◆ Exercise description: In the entries below, every line with the string "position" is to be reported.

◆ Records to process:
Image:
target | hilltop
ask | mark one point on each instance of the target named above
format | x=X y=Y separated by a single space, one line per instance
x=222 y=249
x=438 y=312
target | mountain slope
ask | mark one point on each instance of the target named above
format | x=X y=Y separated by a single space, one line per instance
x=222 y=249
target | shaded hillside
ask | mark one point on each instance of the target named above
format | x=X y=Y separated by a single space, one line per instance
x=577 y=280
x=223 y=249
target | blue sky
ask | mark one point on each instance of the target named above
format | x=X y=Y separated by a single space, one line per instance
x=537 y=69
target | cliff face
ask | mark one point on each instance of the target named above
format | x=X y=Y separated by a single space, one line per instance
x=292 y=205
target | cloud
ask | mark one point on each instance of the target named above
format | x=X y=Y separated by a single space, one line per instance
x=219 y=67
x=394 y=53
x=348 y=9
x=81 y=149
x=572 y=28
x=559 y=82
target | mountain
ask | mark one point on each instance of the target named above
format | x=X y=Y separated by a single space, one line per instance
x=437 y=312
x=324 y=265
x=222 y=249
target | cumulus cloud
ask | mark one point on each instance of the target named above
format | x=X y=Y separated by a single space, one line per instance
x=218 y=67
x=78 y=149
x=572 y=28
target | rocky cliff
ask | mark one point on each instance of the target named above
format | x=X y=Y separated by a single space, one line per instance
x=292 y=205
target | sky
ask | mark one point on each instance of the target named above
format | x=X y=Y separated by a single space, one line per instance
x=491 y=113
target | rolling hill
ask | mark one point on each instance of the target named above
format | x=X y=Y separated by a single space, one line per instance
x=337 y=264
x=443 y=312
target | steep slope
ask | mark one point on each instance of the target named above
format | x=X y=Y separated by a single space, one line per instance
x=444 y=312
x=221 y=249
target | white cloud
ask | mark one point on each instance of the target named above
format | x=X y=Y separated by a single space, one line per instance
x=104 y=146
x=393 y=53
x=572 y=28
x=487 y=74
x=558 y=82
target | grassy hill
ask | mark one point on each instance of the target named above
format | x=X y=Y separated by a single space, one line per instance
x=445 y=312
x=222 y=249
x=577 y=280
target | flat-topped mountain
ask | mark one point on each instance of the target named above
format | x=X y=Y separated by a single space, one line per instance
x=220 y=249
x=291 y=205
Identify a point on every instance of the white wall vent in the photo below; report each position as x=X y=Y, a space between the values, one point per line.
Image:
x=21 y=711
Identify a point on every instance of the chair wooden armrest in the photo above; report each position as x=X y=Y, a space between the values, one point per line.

◆ Answer to this task:
Identify a point on every instance of the white wall vent in the photo below; report each position as x=X y=Y, a space between the values, one point per line.
Identify a point on every instance of the chair wooden armrest in the photo above; report each position as x=X y=Y, a space between the values, one point per line.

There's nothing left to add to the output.